• EXERCISE DIRECTIONS: Could you restate all of the entries, word for word?

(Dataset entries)
────────

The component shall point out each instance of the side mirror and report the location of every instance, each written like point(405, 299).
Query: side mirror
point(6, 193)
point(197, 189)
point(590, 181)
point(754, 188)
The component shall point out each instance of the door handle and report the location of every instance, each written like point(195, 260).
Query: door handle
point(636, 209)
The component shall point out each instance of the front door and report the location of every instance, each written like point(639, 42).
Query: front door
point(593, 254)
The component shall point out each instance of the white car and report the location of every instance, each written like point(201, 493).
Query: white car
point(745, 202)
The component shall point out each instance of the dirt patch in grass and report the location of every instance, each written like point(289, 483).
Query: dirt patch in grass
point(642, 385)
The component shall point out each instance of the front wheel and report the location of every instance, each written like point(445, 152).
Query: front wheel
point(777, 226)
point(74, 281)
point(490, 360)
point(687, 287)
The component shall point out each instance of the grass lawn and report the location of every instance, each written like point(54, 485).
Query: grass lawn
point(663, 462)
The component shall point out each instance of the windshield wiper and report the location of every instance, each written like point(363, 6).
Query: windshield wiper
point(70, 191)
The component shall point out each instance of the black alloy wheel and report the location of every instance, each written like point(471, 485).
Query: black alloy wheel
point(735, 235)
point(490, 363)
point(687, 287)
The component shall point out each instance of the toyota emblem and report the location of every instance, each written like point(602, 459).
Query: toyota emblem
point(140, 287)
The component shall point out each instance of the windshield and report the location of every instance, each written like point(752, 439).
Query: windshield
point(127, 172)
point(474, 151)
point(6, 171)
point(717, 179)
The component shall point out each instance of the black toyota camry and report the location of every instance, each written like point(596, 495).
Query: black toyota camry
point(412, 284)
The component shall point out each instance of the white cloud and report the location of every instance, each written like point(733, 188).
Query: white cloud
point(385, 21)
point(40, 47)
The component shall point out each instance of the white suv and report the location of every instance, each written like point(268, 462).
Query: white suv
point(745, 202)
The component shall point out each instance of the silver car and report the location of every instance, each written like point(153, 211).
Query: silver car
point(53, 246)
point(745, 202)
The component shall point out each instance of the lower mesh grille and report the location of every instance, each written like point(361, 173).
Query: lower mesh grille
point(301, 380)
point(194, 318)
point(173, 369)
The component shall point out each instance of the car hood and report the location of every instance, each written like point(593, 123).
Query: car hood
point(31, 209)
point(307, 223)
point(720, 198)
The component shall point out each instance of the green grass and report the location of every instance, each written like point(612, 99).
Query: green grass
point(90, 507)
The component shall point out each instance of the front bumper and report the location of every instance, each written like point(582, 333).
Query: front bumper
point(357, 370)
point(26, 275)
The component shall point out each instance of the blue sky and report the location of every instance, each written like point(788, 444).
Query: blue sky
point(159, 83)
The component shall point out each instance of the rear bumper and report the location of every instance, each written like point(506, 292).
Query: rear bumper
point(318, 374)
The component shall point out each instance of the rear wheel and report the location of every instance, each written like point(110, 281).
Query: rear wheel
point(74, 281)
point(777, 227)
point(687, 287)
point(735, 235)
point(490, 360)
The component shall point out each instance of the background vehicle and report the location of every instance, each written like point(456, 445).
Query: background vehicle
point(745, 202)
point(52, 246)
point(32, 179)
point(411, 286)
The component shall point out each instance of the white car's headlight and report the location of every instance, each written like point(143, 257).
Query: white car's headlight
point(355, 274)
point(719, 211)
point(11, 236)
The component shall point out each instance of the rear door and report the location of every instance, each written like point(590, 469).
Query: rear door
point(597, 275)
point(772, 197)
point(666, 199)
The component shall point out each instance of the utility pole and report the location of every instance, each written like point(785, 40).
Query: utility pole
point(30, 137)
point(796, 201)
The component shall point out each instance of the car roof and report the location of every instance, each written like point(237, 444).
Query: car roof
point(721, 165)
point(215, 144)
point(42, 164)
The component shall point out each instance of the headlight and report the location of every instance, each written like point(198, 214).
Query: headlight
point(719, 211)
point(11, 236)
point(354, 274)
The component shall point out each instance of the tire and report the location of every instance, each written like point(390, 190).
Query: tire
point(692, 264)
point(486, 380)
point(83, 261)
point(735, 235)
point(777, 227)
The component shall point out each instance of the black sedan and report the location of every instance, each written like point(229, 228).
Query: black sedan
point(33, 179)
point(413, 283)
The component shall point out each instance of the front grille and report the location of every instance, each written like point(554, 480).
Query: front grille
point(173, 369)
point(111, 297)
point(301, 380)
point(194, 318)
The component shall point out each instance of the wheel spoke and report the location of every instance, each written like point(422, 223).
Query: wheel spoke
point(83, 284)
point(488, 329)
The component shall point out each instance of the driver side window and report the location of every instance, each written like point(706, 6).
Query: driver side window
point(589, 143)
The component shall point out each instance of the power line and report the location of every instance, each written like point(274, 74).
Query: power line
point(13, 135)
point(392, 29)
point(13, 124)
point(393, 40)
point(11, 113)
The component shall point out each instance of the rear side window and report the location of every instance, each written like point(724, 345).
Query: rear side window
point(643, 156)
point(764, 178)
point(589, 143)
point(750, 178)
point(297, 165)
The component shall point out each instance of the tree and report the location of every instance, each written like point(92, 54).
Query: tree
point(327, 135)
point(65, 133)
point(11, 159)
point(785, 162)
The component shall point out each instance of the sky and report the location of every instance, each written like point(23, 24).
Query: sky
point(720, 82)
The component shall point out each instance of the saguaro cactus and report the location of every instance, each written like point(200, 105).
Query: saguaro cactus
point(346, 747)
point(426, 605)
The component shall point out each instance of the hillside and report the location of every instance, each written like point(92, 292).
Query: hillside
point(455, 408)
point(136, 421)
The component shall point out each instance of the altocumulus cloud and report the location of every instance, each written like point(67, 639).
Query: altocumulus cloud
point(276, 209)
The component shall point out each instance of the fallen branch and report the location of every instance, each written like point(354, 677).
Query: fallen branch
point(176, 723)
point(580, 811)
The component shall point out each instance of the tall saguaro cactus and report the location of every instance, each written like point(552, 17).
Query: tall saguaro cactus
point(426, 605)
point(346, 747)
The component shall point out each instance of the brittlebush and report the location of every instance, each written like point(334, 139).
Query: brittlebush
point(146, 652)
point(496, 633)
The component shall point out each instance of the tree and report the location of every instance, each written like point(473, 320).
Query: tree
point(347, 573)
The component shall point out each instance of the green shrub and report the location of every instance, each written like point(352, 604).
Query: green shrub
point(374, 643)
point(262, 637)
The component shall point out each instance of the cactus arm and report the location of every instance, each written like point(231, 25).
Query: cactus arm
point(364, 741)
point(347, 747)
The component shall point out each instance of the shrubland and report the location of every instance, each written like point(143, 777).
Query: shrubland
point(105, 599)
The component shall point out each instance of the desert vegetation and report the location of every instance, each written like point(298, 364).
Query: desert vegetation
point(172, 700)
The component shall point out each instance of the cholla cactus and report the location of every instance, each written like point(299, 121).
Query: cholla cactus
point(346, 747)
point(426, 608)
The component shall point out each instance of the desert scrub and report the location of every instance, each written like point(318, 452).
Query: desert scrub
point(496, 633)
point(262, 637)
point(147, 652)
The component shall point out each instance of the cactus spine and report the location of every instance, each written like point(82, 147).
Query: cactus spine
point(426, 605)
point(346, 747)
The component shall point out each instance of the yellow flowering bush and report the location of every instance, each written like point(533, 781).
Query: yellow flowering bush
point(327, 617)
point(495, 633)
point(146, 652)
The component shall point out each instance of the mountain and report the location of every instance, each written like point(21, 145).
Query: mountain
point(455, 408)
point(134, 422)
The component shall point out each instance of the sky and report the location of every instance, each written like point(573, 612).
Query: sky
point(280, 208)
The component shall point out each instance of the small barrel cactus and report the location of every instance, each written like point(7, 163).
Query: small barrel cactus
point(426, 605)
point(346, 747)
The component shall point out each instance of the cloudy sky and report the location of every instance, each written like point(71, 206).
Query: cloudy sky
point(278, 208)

────────

• RESPONSE TO THE EXERCISE:
The component shall point out each instance of the side mirror and report the location of every instance, each written like point(405, 299).
Query: side mirror
point(6, 193)
point(197, 189)
point(590, 181)
point(754, 188)
The component shall point out each instance of the door handle and report the location of every instance, each written like point(195, 260).
Query: door handle
point(636, 209)
The component shall point out each instance of the front door and report the location of every instance, each written like point(639, 42).
Query: front door
point(593, 254)
The component shall point out each instance of the white car and report the location of every instance, each written like point(201, 493).
Query: white car
point(745, 202)
The component shall point out each instance of the dirt patch in grass and report the location of every instance, each written like point(289, 483).
Query: dirt patch in grass
point(642, 385)
The component shall point out each instance of the front wheel and report the location of every instance, each written like point(445, 152).
Query: front wheel
point(777, 226)
point(74, 281)
point(490, 360)
point(687, 287)
The component shall point out each instance of the grass lawn and report the location of every instance, each written like point(54, 485).
Query: grass lawn
point(663, 462)
The component shall point out each instance of the windshield wiper and report the location of every instance, each written like point(363, 6).
Query: windshield wiper
point(70, 191)
The component shall point out each instance of the black alloy wheel and report the location of every instance, each written like point(471, 485).
Query: black alloy wheel
point(735, 235)
point(490, 363)
point(687, 287)
The component shall point out each instance of the toyota emblem and report the location of every instance, each written like point(602, 459).
Query: toyota emblem
point(140, 287)
The component shall point out each instance of the windshield and report the location of every instance, each written like point(752, 439).
Query: windshield
point(127, 172)
point(474, 151)
point(6, 171)
point(717, 179)
The component shall point out each instance of the black toyota camry and report the location of every instance, each written like point(596, 495).
Query: black toyota camry
point(412, 284)
The component shall point out each instance of the white cloud and report the location of every instance, each written like point(733, 188).
Query: white cloud
point(385, 21)
point(40, 47)
The component shall point out each instance of the white suv and report the location of every instance, each written like point(268, 462).
Query: white suv
point(745, 202)
The component shall point out each instance of the silver car and report the location of every instance, each written like point(153, 211).
Query: silver car
point(53, 246)
point(745, 202)
The component shall point out each instance of the lower mesh grille and report the location of every instance, each written like point(361, 173).
Query: lower mesh grille
point(301, 380)
point(194, 318)
point(173, 369)
The component shall point out each instance of the car hood and report the location of every instance, each written like point(593, 123).
Query: car hood
point(31, 209)
point(307, 223)
point(720, 198)
The component shall point out each instance of the green grass and report the location of every instance, each written like point(612, 99).
Query: green grass
point(90, 507)
The component shall point out each instance of the front bumper and report the location of every instance, each written like point(582, 333).
Query: front bumper
point(357, 370)
point(26, 275)
The component shall point out each instance of the blue sky and report the location of every instance, each written like point(788, 444).
Query: blue sky
point(159, 83)
The component shall point out each instance of the rear bumper and report the location of every instance, each written like point(506, 292).
Query: rear bumper
point(318, 374)
The component shall point out each instance of the rear wheel and report the location of every instance, each written like point(110, 281).
Query: rear wheel
point(74, 281)
point(777, 227)
point(687, 287)
point(735, 235)
point(490, 360)
The component shall point out each instance of the background vehicle and report the location of every instance, each written like point(456, 445).
Query: background vehicle
point(745, 202)
point(52, 246)
point(32, 179)
point(411, 286)
The component shall point out each instance of the white car's headlight and report the location of every instance, each written like point(143, 257).
Query: white car's headlight
point(355, 274)
point(719, 211)
point(11, 236)
The component shall point out each instance of the rear door and report the location of every instance, each written like point(590, 469).
Query: rear door
point(597, 275)
point(772, 197)
point(666, 199)
The component shall point out each instance of the utility pole and report the location of every instance, each written like point(785, 40).
Query: utility pole
point(30, 137)
point(796, 201)
The component shall point out each instance of the car roof and report the location of every instance, each written like point(237, 444).
Query: car roof
point(721, 165)
point(215, 144)
point(42, 164)
The component shall point out each instance of the headlight and report the location of every instance, each written like point(198, 214).
Query: headlight
point(719, 211)
point(11, 236)
point(354, 274)
The component shall point out each instance of the tire and report the location of every instance, each written like point(390, 190).
Query: tire
point(692, 264)
point(486, 380)
point(83, 261)
point(735, 235)
point(777, 227)
The component shall point out each instance of the black sedan and report the location of every instance, each written like point(229, 228).
Query: black sedan
point(33, 179)
point(413, 283)
The component shall point out each instance of the front grille and report the location of every instance, each written like point(554, 480).
Query: front grille
point(173, 369)
point(111, 297)
point(301, 380)
point(194, 318)
The component shall point out each instance of the wheel spoke and report the location of every instance, each written like point(422, 223).
Query: wheel spoke
point(83, 284)
point(488, 329)
The component shall point out each instance of the driver side window and report the location of every instance, each written like point(706, 6).
Query: driver side window
point(589, 143)
The component shall point out each instance of the power line and report the location of every instance, each written like point(274, 74).
Query: power line
point(13, 135)
point(392, 29)
point(13, 124)
point(393, 40)
point(11, 113)
The component shall point out each instance of the rear side window and report the location of every instance, each written like point(724, 345).
Query: rear side window
point(643, 156)
point(764, 178)
point(589, 143)
point(750, 178)
point(297, 165)
The component shall point out each instance of the tree and report the location of every instance, each written like point(92, 54).
Query: tree
point(327, 135)
point(65, 133)
point(11, 159)
point(785, 162)
The component shall point out each instance of the sky and report the location of every instance, each written like point(23, 24).
Query: sky
point(720, 82)
The component shall point out each instance of the saguaro cactus and report the location of every instance, each written like point(200, 105).
Query: saguaro cactus
point(346, 747)
point(426, 605)
The component shall point out each instance of the hillside and report the location of every instance, each written like point(92, 292).
Query: hillside
point(455, 408)
point(136, 421)
The component shall point out each instance of the altocumulus cloud and report the location of every instance, each written like point(67, 639).
Query: altocumulus cloud
point(276, 209)
The component shall point out each instance of the fallen branch and report the location of every instance, each written like point(354, 677).
Query: fallen branch
point(176, 723)
point(580, 811)
The component shall point out each instance of the tall saguaro cactus and report the location of every instance, each written like point(552, 17).
Query: tall saguaro cactus
point(426, 605)
point(346, 747)
The component shall point out each instance of the brittlebush and report the location of every instance, each written like point(334, 139).
Query: brittlebush
point(146, 652)
point(496, 633)
The component shall point out each instance of the tree and report the location of every instance, each written like point(473, 320).
Query: tree
point(347, 573)
The component shall point out each instance of the green shrub and report the location of every instance, each written like point(352, 604).
Query: green shrub
point(374, 643)
point(262, 637)
The component shall point out each instance of the cactus arm and report the location of every instance, each written like point(231, 25).
Query: cactus arm
point(364, 741)
point(347, 747)
The component shall point out each instance of the shrubland and report the location of every instance, each written like point(143, 777).
Query: shrubland
point(105, 599)
The component shall point out each instance of the desert vegetation and report the location of every instance, each written like point(298, 364).
Query: desert vegetation
point(172, 700)
The component shall point out each instance of the cholla cactus and report the location of every instance, each written like point(299, 121).
Query: cholla cactus
point(346, 747)
point(426, 608)
The component shall point out each instance of the desert scrub and report the location of every instance, each written like point(318, 452).
Query: desert scrub
point(496, 633)
point(262, 637)
point(147, 652)
The component shall point out each instance of the cactus spine and report the location of every instance, each written like point(82, 147).
Query: cactus spine
point(426, 605)
point(346, 747)
The component shall point out each instance of the yellow flowering bush and report the location of every instance, each written like point(533, 781).
Query: yellow flowering bush
point(327, 617)
point(495, 633)
point(146, 652)
The component shall point out each instance of the mountain and report the location of every instance, each written like point(21, 145).
Query: mountain
point(455, 408)
point(134, 422)
The component shall point out each instance of the sky and report the location of every instance, each written like point(573, 612).
Query: sky
point(280, 208)
The component shall point out each instance of the small barrel cactus and report the location of every instance, each written like point(7, 163).
Query: small barrel cactus
point(426, 605)
point(346, 747)
The component shall point out each instance of the cloudy sky and report the location of every instance, each written like point(71, 206).
Query: cloudy sky
point(278, 208)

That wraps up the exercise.